Items listed in a dataset:
----------------------------------------

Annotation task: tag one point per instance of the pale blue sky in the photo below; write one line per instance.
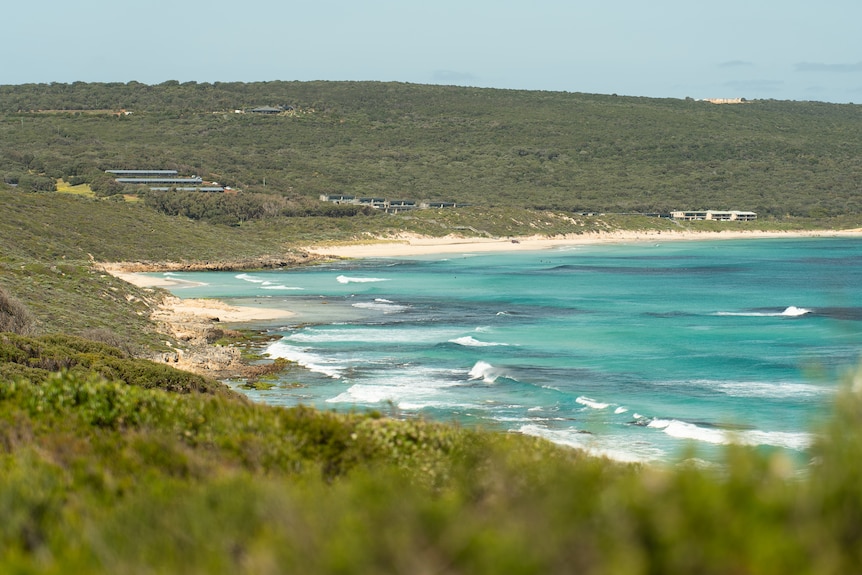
(782, 49)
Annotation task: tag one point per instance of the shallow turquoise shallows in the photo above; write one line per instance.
(635, 351)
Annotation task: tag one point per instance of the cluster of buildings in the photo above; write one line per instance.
(391, 206)
(164, 180)
(715, 215)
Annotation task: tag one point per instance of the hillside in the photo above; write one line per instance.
(492, 148)
(112, 464)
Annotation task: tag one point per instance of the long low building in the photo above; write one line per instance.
(143, 173)
(714, 215)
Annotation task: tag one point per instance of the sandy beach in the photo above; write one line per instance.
(414, 245)
(211, 310)
(408, 245)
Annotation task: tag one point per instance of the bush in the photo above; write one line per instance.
(14, 315)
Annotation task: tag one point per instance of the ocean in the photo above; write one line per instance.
(648, 352)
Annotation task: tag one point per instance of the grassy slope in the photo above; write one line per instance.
(102, 477)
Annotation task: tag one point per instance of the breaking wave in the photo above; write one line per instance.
(470, 341)
(791, 311)
(347, 280)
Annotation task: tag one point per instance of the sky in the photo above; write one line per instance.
(754, 49)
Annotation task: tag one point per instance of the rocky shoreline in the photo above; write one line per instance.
(196, 325)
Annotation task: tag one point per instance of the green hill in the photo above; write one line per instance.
(113, 464)
(485, 147)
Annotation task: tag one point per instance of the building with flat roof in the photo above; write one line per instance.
(714, 215)
(143, 173)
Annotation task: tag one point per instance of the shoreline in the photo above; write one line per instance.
(415, 245)
(193, 321)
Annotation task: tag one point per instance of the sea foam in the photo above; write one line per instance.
(470, 341)
(347, 280)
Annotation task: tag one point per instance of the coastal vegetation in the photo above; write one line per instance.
(492, 148)
(112, 463)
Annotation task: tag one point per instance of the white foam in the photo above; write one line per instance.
(485, 371)
(409, 387)
(470, 341)
(370, 335)
(616, 448)
(249, 278)
(325, 365)
(380, 305)
(767, 390)
(592, 403)
(790, 311)
(346, 280)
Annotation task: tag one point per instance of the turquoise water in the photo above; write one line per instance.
(636, 351)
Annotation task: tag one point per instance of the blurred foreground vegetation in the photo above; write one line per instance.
(572, 152)
(112, 464)
(114, 476)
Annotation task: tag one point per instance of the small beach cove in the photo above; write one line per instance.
(592, 344)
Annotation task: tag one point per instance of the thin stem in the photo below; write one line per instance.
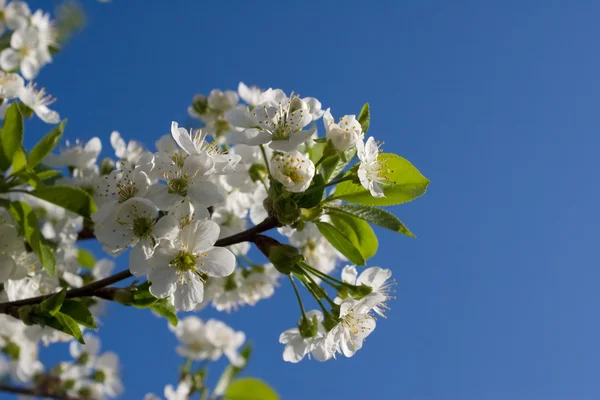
(339, 180)
(298, 296)
(323, 157)
(331, 302)
(330, 183)
(98, 288)
(325, 310)
(262, 150)
(35, 392)
(324, 276)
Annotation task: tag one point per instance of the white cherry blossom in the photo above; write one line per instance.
(186, 179)
(278, 124)
(39, 101)
(76, 156)
(370, 170)
(293, 170)
(136, 224)
(344, 134)
(180, 267)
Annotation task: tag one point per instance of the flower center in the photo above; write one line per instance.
(125, 191)
(142, 227)
(185, 261)
(179, 185)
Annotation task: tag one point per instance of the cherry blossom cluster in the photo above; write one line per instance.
(205, 342)
(91, 374)
(265, 187)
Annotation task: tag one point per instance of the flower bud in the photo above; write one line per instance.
(308, 327)
(106, 166)
(287, 210)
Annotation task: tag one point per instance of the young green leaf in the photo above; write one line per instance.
(68, 197)
(364, 118)
(52, 304)
(11, 136)
(341, 242)
(405, 184)
(46, 145)
(358, 231)
(250, 389)
(163, 308)
(68, 325)
(373, 215)
(28, 223)
(85, 258)
(19, 160)
(79, 312)
(311, 197)
(232, 371)
(142, 298)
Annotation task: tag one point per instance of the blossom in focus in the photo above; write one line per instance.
(370, 170)
(293, 170)
(344, 134)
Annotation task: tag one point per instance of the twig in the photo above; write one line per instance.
(99, 288)
(37, 392)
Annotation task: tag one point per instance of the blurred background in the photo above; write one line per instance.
(495, 102)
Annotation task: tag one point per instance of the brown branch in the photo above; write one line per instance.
(99, 288)
(37, 392)
(248, 236)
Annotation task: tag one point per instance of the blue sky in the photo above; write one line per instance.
(496, 103)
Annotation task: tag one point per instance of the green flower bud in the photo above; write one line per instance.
(283, 257)
(257, 172)
(308, 327)
(123, 296)
(106, 166)
(12, 350)
(329, 322)
(26, 314)
(200, 104)
(287, 210)
(99, 376)
(358, 292)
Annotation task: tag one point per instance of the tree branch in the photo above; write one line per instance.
(98, 288)
(37, 392)
(248, 235)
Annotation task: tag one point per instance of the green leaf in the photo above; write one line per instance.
(358, 231)
(19, 160)
(406, 184)
(142, 298)
(373, 215)
(341, 242)
(68, 197)
(311, 197)
(11, 136)
(163, 308)
(364, 118)
(250, 389)
(85, 258)
(232, 371)
(66, 324)
(48, 174)
(46, 145)
(28, 222)
(53, 303)
(335, 165)
(79, 312)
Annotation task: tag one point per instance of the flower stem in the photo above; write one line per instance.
(262, 150)
(325, 310)
(331, 302)
(324, 276)
(323, 157)
(298, 296)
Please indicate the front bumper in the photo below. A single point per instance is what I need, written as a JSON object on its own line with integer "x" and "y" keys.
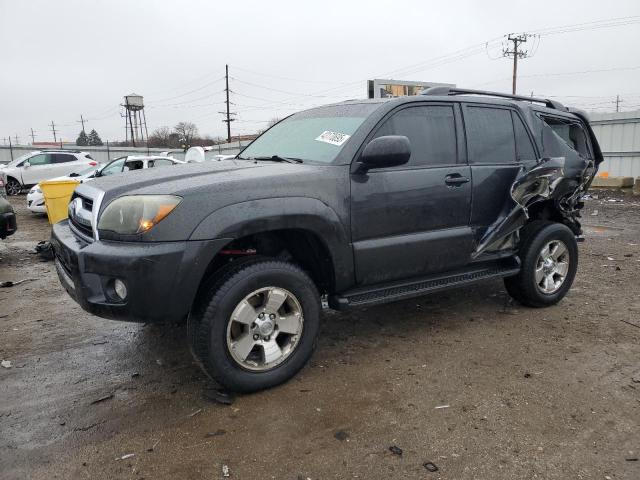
{"x": 162, "y": 278}
{"x": 8, "y": 224}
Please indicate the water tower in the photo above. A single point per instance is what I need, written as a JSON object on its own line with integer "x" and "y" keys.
{"x": 135, "y": 120}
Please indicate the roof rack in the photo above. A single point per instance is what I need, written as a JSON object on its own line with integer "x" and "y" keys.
{"x": 463, "y": 91}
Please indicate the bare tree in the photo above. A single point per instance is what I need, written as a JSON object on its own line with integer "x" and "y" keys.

----------------------------------------

→ Task statement
Reproduce the data word for word, excluding its pictures.

→ Exercise output
Annotation task: tag one point per instance of the pale blue sky in the photo below; write one line per instance.
(782, 49)
Annotation task: tag one point per instance of the shallow turquoise shallows in the photo above; write one line per instance.
(635, 351)
Annotation task: tag one point per instance of the cluster of buildings in the photo above; write one line per instance.
(391, 206)
(164, 180)
(715, 215)
Annotation task: tag one point per instance of the hillside in the photo above; write one line per instance.
(492, 148)
(112, 464)
Annotation task: tag one point per instance of the long low building in the photo above; write one line per instance.
(143, 173)
(714, 215)
Annotation task: tag one point per instance of the sandy beach in the photo above; write one line per instance.
(414, 245)
(211, 310)
(408, 245)
Annotation task: tag one point per instance of the bush in the photo above; write one line per instance.
(14, 315)
Annotation task: tag one point per instance of the ocean in the photo above; write one line per instance.
(648, 352)
Annotation task: tag one point per instance of the grassy slope in the photo above; write one line per instance.
(102, 477)
Annotation task: tag one point per instance of the breaking wave in the photo above; write one line per instance.
(470, 341)
(791, 311)
(347, 280)
Annotation task: tag one point per instance of the sky in the photo above; write one line per instance.
(754, 49)
Annotation task: tag one point per instance of the rocky shoreline in the photo above; write one line per instance.
(196, 325)
Annotation task: tag one point per instance of the green hill in the photo above; write one line per instance.
(113, 464)
(485, 147)
Annotation task: tag one point per instance of the building with flat roof in the photo above; write one line per instance.
(714, 215)
(143, 173)
Annotation task: tag one point per instance of the shoreline in the photo above; write one line per instance.
(415, 245)
(193, 321)
Annotation task: tag one point per instance of the sea foam in the photo above; write one line per instance.
(470, 341)
(347, 280)
Annotation task: tag one point per instance of the coastal vegetation in the photo above; write one line per instance.
(492, 148)
(112, 463)
Annotation task: tag one point per instance of the white foam in the photo above; write one line per instance.
(485, 371)
(409, 387)
(470, 341)
(370, 335)
(616, 448)
(249, 278)
(325, 365)
(380, 305)
(767, 390)
(592, 403)
(790, 311)
(346, 280)
Annotation task: tag one point per instance of the turquoise water in the photo above; write one line per instance.
(636, 351)
Annotation task: tag one point per instance of the blurred foreground vegetation in the photo above; write one line per instance.
(572, 152)
(112, 464)
(114, 476)
Annotation task: tag one point per instance of the small beach cove in the photo above; write one line per instance.
(592, 344)
Annotation task: tag one point per instance of the thin stem in the photo below; write one line per instance.
(339, 180)
(298, 296)
(323, 157)
(331, 302)
(330, 183)
(98, 288)
(325, 310)
(262, 150)
(35, 392)
(324, 276)
Annotation task: tag one point per instance of the white cherry blossom in the photo above; write one line per instance.
(186, 179)
(278, 124)
(39, 101)
(76, 156)
(370, 170)
(293, 170)
(136, 224)
(344, 134)
(180, 267)
Annotation task: tag one point per instance of the flower center in the photo above; write one line per instance.
(125, 191)
(142, 227)
(185, 261)
(179, 185)
Annotation task: tag one point per instance of the cherry blossom cluster in the photo above; write one line per instance.
(205, 342)
(91, 374)
(265, 187)
Annotation task: tag one point per instance of the flower bud in the photo above; write one line per instance.
(308, 327)
(106, 166)
(287, 210)
Annotation task: tag one point per instance of the young green leaf in the photo above; write one line per instance.
(68, 197)
(364, 118)
(52, 304)
(11, 136)
(341, 242)
(405, 184)
(46, 145)
(358, 231)
(250, 389)
(163, 308)
(68, 325)
(373, 215)
(28, 223)
(85, 258)
(19, 160)
(79, 312)
(311, 197)
(232, 371)
(142, 298)
Annotation task: tag one point per instance of the blossom in focus in the photo above; write one line per instance.
(370, 170)
(293, 170)
(344, 134)
Annotation task: tag one point per instance of the twig in the photo above; write one line per instance.
(99, 288)
(37, 392)
Annotation task: tag one point per instance of the blurred background in the photo above; write one line per instance.
(495, 102)
Annotation task: tag one point per instance of the brown branch in the photo above; write one line per instance.
(99, 288)
(37, 392)
(248, 236)
Annotation task: tag one point per instance of the blue sky in the photo above; write one line per instance.
(496, 103)
Annotation task: tag one point per instance of the green flower bud in the photo above; write one line per instance.
(283, 257)
(257, 172)
(308, 327)
(123, 296)
(106, 166)
(12, 350)
(329, 322)
(26, 314)
(200, 104)
(287, 210)
(99, 376)
(358, 292)
Annotation task: tag one point per instance of the tree branch in the photo above; write one line per instance.
(98, 288)
(37, 392)
(248, 235)
Annotation task: tag one point per instance of the green leaf in the photo above; write one line per instance.
(358, 231)
(19, 160)
(406, 184)
(142, 298)
(373, 215)
(341, 242)
(68, 197)
(311, 197)
(11, 136)
(163, 308)
(364, 118)
(250, 389)
(85, 258)
(232, 371)
(66, 324)
(48, 174)
(46, 145)
(28, 222)
(53, 303)
(335, 165)
(79, 312)
Annotation task: tag one point per instance of the flower stem in the photo above; write one line per instance.
(262, 150)
(325, 310)
(331, 302)
(324, 276)
(323, 157)
(298, 296)
Please indicate the front bumper in the photo below. A single point per instance is what I need, written as a JSON object on its own line with integer "x" and "y" keys.
{"x": 162, "y": 278}
{"x": 8, "y": 224}
Please indicate the water tower in the photo above. A single point per instance is what I need, written as a JSON object on its own line with integer "x" and "y" keys.
{"x": 135, "y": 120}
Please indicate the roof rack in the photo above. A single point per instance is what I need, written as a JSON object on its own line with integer "x" and "y" keys.
{"x": 463, "y": 91}
Please indicate the bare tree in the photo above. A single point per instance is what I need, written as a JSON object on its own line with integer "x" and "y" keys.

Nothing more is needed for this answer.